Coordinate annotation entries:
--- Begin ---

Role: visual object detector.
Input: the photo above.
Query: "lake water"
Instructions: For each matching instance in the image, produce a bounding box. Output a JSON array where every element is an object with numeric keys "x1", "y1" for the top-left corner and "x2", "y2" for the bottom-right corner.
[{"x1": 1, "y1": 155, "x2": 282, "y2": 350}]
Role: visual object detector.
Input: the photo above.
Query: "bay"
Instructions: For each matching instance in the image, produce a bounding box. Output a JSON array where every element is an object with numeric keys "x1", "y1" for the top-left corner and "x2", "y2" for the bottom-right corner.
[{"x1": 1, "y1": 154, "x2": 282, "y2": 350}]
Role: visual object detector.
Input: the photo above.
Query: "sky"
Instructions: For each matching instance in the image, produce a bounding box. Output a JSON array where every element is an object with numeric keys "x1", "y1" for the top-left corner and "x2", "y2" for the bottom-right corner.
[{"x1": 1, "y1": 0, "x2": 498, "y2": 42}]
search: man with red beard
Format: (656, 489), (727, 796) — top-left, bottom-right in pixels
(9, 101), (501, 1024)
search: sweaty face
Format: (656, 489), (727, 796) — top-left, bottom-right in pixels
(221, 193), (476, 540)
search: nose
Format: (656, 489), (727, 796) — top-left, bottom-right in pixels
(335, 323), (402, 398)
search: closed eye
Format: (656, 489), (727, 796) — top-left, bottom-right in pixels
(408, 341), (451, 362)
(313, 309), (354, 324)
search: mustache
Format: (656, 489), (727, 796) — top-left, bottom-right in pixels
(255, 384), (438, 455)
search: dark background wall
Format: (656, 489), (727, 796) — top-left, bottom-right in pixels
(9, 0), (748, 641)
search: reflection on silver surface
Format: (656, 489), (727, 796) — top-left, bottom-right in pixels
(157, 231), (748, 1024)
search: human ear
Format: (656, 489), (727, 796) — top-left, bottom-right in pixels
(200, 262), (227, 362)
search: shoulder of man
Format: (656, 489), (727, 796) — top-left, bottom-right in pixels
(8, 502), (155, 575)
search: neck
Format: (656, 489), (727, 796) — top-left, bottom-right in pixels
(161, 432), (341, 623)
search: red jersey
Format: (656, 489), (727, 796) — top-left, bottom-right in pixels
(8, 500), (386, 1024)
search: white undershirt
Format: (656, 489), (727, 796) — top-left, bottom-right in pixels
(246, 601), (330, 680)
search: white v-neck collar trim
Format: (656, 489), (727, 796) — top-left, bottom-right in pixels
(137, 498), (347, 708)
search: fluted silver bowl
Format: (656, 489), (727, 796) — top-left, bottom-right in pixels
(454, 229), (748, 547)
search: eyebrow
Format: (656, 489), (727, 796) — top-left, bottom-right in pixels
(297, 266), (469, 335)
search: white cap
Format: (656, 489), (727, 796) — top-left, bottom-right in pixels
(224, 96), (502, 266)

--- End ---

• **What is expected**: Can you put all of the material above into a two-column CSV headed "request" and "answer", with one row for each request, each value in its own quoted field, and line breaks replaced by spaces?

• **Completed exercise**:
request,answer
"Role: visual object detector. Input: the photo above. Query: ""lake water"" Instructions: For each matching instance in the image, produce a bounding box. Output a JSON array where every element is an object with numeric keys ""x1"", ""y1"" for the top-left corner and ""x2"", ""y2"" for the bottom-right corner.","[{""x1"": 1, ""y1"": 155, ""x2"": 282, ""y2"": 350}]"
"Role: visual object detector. Input: the photo above. Query: ""bay"" Instructions: For each matching instance in the image, produce a bounding box. Output a JSON array where every element is an object with numeric keys ""x1"", ""y1"" for the top-left corner and ""x2"", ""y2"" for the bottom-right corner.","[{""x1"": 1, ""y1"": 154, ""x2"": 282, ""y2"": 350}]"
"Role: visual object detector. Input: the photo above. Query: ""sky"" Instructions: For each matching instance in the image, produce a bounding box. Output a JSON array where every element is an object with numeric keys ""x1"", ""y1"" for the top-left corner and ""x2"", ""y2"" for the bottom-right corner.","[{""x1"": 1, ""y1"": 0, ""x2"": 498, ""y2"": 42}]"
"search: man with red beard Format: (656, 489), (727, 796) — top-left, bottom-right in pixels","(9, 101), (501, 1024)"
"search: sweaty face Format: (656, 489), (727, 796) — top-left, bottom-right in pixels","(221, 193), (476, 540)"
"search: nose Format: (656, 489), (727, 796) — top-left, bottom-right in pixels","(335, 323), (402, 398)"
"search: closed eye Format: (656, 489), (727, 796) — top-left, bottom-right in pixels","(408, 341), (451, 362) (313, 309), (354, 324)"
"search: mustache Format: (656, 489), (727, 796) — top-left, bottom-right in pixels","(255, 384), (438, 455)"
"search: dark background wall Format: (656, 489), (727, 796) — top-left, bottom-right in pixels","(9, 0), (748, 641)"
"search: reflection on silver surface Format: (656, 489), (727, 796) — top-left, bottom-right in pixels","(157, 231), (748, 1024)"
"search: human ear Format: (656, 489), (727, 796) — top-left, bottom-right in pixels","(200, 262), (227, 362)"
"search: shoulder of man Format: (656, 489), (727, 796) — top-left, bottom-right in pixels","(8, 502), (155, 575)"
"search: neck Format: (656, 489), (727, 796) — top-left, bottom-right in pixels","(161, 432), (341, 623)"
"search: red jersey Format: (656, 489), (727, 796) — top-left, bottom-right in pixels","(8, 500), (386, 1024)"
"search: white undershirt Format: (656, 489), (727, 796) — top-left, bottom-right in pixels","(246, 601), (330, 680)"
"search: white v-neck collar trim Format: (656, 489), (727, 796) — top-left, bottom-right in pixels","(137, 498), (347, 708)"
"search: fluted silver bowl Format: (656, 489), (727, 796) — top-left, bottom-right in pixels","(454, 229), (748, 547)"
"search: eyebrow Format: (656, 489), (727, 796) — top-left, bottom-right in pixels","(297, 266), (469, 335)"
"search: white cap Format: (656, 489), (727, 796) — top-left, bottom-right in pixels","(224, 96), (502, 266)"